**Given exercise**
Quote the line containing "of the upper" and all lines that follow it in the listing below, exactly as written.

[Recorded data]

-.-.-

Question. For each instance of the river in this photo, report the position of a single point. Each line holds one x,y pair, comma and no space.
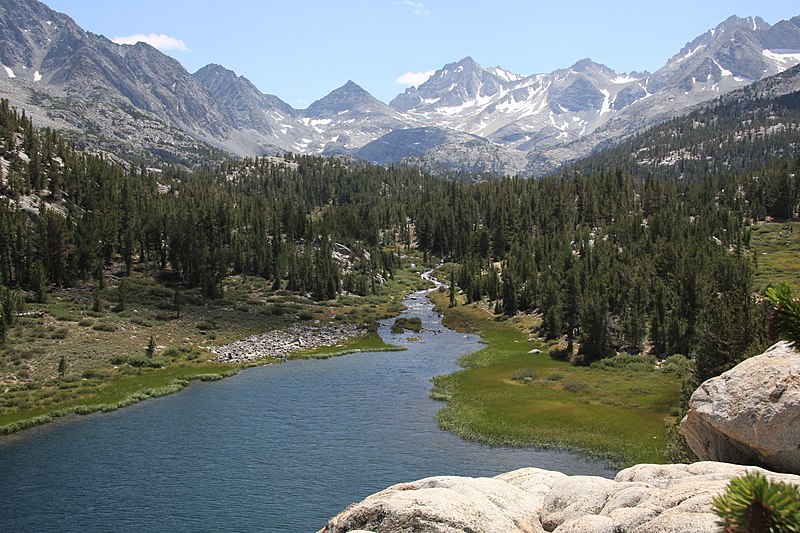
278,448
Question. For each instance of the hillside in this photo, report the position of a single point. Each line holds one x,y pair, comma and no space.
740,131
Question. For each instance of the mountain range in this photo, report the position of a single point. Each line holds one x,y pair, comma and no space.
135,101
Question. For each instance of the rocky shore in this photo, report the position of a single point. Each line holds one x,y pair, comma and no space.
279,344
748,415
642,499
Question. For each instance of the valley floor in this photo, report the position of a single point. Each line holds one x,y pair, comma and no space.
507,395
69,355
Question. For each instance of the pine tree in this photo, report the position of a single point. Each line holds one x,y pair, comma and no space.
62,366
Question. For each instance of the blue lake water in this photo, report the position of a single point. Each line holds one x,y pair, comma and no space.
279,448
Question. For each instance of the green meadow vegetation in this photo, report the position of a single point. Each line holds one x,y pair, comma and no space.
615,409
776,253
75,357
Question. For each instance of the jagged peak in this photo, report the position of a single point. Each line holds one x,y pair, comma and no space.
748,23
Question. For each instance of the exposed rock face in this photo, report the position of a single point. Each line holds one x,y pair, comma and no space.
751,413
644,498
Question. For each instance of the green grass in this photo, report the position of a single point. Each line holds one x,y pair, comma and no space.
105,350
407,324
617,413
776,246
121,390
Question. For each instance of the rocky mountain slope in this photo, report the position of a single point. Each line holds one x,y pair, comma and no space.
138,99
740,130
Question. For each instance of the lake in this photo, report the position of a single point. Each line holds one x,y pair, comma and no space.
279,448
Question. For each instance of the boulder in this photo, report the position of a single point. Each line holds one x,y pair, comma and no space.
643,498
751,413
443,505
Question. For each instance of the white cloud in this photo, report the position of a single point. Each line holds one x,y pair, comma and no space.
417,7
414,78
162,42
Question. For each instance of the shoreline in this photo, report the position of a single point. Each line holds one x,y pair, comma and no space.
608,417
292,343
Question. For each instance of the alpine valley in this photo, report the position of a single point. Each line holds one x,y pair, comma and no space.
138,103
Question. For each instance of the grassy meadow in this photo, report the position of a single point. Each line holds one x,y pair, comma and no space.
508,396
103,337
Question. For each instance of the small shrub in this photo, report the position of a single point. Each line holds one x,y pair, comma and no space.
147,362
754,503
638,363
172,352
92,373
677,364
526,376
60,333
575,386
206,325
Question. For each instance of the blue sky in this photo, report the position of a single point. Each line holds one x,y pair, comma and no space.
302,50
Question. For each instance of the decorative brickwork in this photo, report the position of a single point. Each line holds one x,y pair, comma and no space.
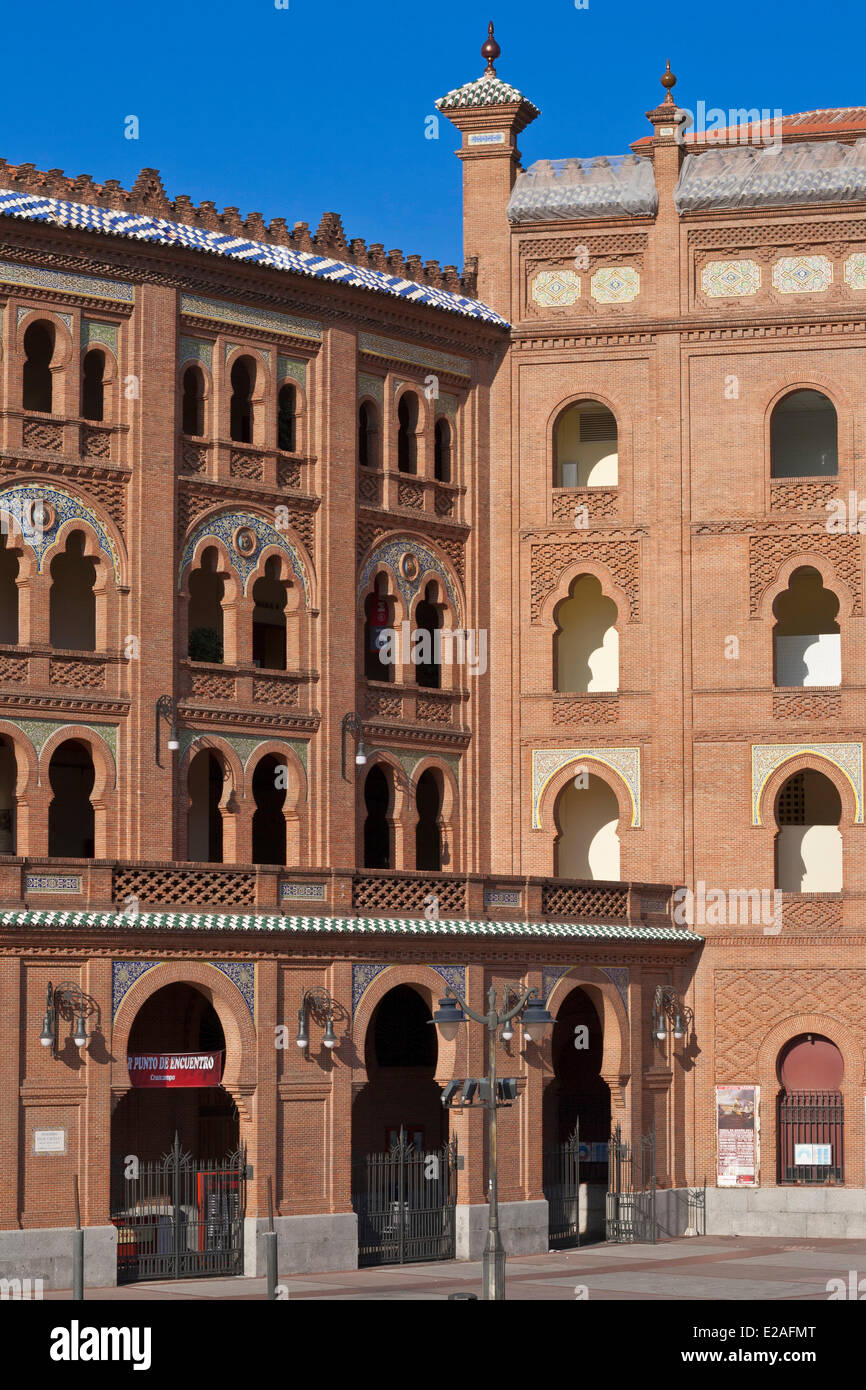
806,705
773,995
185,887
549,562
407,895
566,901
590,710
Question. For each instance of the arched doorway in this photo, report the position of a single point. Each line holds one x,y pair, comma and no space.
403,1171
178,1173
811,1112
576,1123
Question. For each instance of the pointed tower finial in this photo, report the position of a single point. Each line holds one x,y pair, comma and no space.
491,50
669,81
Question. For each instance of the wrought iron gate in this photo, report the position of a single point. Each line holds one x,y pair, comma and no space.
180,1218
560,1184
631,1193
406,1204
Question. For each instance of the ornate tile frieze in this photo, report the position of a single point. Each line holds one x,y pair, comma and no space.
266,320
766,758
555,288
38,277
802,274
730,280
624,762
615,285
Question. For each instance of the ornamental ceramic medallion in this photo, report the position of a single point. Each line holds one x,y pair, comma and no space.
802,274
730,280
855,270
615,285
556,288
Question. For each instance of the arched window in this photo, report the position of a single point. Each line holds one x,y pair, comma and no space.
587,644
806,640
92,385
428,619
36,378
205,826
9,590
377,831
804,437
71,599
270,619
407,424
367,435
206,590
587,818
71,820
241,409
442,451
585,448
268,819
378,633
193,402
809,841
287,414
9,777
428,833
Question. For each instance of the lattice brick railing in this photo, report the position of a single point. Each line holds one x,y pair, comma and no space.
407,897
563,901
185,887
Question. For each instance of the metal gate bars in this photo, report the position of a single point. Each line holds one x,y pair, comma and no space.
631,1193
180,1218
406,1204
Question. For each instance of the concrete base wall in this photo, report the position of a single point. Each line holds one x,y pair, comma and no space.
829,1212
305,1244
47,1255
523,1226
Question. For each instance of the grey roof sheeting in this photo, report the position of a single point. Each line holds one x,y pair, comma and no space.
63,919
777,175
556,191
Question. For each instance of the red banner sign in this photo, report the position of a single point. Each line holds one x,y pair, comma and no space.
161,1069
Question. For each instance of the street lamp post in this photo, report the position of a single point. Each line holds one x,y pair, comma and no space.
535,1019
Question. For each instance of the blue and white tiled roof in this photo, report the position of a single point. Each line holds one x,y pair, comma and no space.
139,227
338,926
485,91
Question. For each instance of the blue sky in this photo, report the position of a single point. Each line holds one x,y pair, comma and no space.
323,106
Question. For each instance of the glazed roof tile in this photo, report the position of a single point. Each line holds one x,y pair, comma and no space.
139,227
485,91
338,926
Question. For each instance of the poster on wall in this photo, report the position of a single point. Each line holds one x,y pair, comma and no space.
173,1069
737,1133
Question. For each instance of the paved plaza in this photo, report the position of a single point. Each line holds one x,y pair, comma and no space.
717,1268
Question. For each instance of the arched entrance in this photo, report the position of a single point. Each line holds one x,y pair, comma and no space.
178,1173
405,1172
576,1125
811,1112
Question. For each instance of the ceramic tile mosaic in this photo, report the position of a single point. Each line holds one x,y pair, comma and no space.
730,280
802,274
766,758
855,270
36,277
223,528
615,285
391,553
556,288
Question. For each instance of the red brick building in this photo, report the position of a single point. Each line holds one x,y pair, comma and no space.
373,630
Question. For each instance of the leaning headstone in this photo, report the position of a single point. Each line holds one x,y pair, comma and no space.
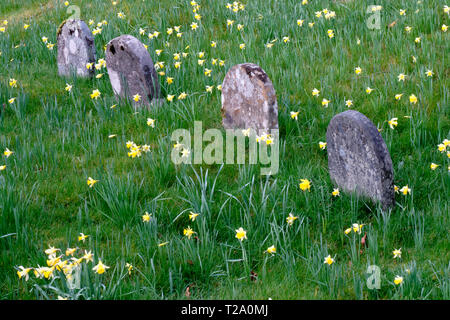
358,158
131,70
76,49
248,99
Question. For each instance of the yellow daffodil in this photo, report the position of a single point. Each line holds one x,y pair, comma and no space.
188,232
290,219
70,251
129,267
241,234
95,94
405,190
398,280
305,184
151,122
322,145
393,123
100,268
91,182
8,152
413,99
146,217
328,260
271,250
433,166
82,237
193,215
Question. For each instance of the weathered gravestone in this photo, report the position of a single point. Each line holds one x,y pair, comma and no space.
248,99
131,70
76,49
358,158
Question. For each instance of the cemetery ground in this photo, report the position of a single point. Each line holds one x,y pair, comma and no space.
55,133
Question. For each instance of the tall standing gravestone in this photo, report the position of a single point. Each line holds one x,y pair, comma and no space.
358,158
248,99
131,70
76,49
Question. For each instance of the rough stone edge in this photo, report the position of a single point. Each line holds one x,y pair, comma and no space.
377,143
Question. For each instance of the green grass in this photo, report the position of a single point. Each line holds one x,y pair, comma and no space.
59,139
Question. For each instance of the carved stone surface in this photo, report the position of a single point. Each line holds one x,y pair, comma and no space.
248,99
76,49
131,70
358,158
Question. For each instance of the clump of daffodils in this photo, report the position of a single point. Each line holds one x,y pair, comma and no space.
59,262
136,150
356,228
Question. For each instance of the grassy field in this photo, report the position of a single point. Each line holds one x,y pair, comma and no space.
60,138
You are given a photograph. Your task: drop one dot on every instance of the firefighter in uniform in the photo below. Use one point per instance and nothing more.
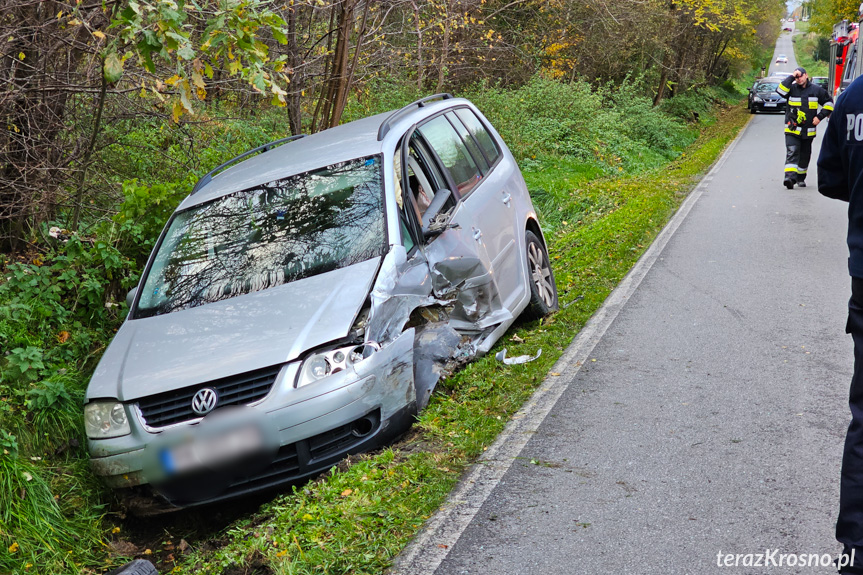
(801, 117)
(840, 176)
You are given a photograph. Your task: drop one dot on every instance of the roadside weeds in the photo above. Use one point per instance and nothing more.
(358, 517)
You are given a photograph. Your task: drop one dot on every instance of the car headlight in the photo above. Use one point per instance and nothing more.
(105, 419)
(321, 365)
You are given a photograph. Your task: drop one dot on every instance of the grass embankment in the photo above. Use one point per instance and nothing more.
(805, 49)
(356, 520)
(604, 185)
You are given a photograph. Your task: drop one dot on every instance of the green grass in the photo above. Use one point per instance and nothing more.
(356, 520)
(603, 189)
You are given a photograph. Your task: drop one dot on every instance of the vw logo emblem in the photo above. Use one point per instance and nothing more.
(205, 401)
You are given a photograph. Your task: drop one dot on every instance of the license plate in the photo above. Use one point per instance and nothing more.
(211, 450)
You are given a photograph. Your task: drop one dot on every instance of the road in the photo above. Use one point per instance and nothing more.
(701, 412)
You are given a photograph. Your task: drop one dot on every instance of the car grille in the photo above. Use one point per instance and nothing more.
(175, 406)
(298, 461)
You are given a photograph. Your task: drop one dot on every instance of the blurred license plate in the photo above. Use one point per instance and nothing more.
(212, 450)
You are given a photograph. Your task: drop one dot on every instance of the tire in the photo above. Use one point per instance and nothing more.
(543, 291)
(136, 567)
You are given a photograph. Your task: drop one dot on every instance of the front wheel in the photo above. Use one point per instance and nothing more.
(543, 291)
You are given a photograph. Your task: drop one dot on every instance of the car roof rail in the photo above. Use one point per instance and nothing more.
(387, 123)
(266, 147)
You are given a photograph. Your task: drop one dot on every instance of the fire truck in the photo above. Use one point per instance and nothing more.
(844, 63)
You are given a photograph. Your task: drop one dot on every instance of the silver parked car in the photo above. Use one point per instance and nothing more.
(302, 304)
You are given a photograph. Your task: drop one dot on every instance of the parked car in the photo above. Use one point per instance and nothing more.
(764, 98)
(301, 305)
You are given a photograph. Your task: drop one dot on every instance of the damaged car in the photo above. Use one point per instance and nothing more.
(304, 300)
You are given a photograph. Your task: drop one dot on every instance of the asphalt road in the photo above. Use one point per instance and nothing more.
(703, 413)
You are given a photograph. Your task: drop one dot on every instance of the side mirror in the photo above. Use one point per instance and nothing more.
(130, 297)
(435, 207)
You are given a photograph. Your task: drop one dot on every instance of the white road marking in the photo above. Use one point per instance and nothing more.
(441, 532)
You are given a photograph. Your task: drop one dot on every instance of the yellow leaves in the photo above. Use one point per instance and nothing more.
(198, 81)
(177, 111)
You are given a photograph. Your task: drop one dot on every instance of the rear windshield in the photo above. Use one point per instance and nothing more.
(266, 236)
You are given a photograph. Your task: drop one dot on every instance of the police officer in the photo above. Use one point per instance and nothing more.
(840, 176)
(801, 117)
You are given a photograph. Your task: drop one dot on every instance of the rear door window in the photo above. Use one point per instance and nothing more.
(451, 150)
(469, 141)
(476, 128)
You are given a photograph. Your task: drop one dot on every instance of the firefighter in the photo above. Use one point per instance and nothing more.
(801, 117)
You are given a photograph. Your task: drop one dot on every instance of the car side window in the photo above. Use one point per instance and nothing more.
(469, 141)
(424, 177)
(451, 150)
(476, 128)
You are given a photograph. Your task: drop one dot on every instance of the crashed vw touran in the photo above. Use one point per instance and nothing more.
(302, 304)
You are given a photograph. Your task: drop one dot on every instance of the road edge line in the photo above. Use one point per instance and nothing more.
(424, 554)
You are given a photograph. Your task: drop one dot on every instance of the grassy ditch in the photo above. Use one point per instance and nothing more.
(356, 519)
(604, 186)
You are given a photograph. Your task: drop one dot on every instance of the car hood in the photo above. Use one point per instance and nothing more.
(165, 352)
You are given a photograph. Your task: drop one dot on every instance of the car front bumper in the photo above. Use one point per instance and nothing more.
(766, 107)
(317, 425)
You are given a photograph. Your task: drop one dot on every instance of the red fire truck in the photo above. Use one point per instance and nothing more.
(844, 64)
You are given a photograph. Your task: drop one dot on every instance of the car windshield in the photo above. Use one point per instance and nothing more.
(266, 236)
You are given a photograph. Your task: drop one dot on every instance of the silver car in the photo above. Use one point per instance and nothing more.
(302, 304)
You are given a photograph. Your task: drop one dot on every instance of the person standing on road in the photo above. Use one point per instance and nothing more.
(801, 117)
(840, 176)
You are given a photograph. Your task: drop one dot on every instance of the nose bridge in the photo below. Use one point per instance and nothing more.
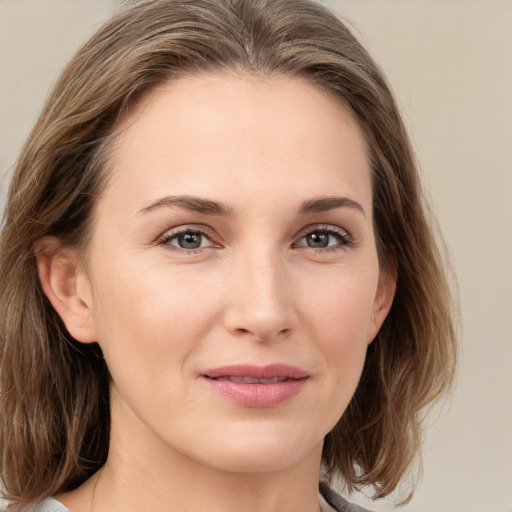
(261, 302)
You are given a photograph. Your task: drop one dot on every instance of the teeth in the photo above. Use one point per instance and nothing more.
(251, 380)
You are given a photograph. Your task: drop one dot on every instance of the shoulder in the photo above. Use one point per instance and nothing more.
(46, 505)
(337, 502)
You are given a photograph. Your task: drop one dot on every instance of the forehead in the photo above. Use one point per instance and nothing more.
(246, 132)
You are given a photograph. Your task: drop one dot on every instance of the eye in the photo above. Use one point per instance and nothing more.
(186, 240)
(328, 237)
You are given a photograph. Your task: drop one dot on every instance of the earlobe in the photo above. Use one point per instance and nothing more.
(65, 284)
(383, 301)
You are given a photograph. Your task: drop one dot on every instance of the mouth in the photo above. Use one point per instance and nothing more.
(254, 386)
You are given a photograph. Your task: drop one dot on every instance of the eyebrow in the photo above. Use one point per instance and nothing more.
(191, 203)
(325, 204)
(209, 207)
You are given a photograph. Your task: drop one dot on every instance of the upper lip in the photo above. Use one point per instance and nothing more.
(270, 371)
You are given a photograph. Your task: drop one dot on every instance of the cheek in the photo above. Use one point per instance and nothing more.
(150, 323)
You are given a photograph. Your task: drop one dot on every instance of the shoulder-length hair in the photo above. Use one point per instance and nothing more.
(55, 417)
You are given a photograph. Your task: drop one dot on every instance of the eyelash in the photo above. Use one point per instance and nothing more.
(343, 238)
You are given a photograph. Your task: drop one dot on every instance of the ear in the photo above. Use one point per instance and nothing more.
(384, 296)
(66, 285)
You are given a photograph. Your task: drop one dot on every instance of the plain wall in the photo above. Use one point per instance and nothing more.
(450, 62)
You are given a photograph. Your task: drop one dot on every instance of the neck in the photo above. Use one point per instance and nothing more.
(145, 473)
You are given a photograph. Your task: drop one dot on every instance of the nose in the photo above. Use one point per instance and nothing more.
(260, 298)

-.-.-

**The reply**
You are given a photograph. Your task: drop one dot on every instance of the upper lip in the photo above. Use one point per instance and nothing more.
(270, 371)
You are given a photograph. Your task: drop one dot on every instance of the cheek in the photo above. Use one point per instance and nothing more.
(150, 323)
You are given a photograph. Your task: drop one dot on every instance of the shoulder-length hair in the photo above. Use one point per instance and nothing more.
(55, 417)
You are given a photograph. Your task: drop one dot on every instance of the eyelash in the photo above. Use one point per instance and nothing more.
(343, 238)
You are given a photograph. Your task: drop one dot on every instance of the ear in the photo above. Use one point per instance and nothing more.
(384, 296)
(66, 285)
You are given a photograph. Your task: drop one dot on every instance of the plain wall in the photo above. Use one point per instance and nothing more.
(450, 62)
You are given a photograph. Your task: drop one dot on every instance of the neck in the photo above. Use one point per instance and nothing more.
(145, 473)
You are given a photograph. Your task: drop one dot on every instance of the nose in the photo above. Use one point per instance and nothing more.
(260, 298)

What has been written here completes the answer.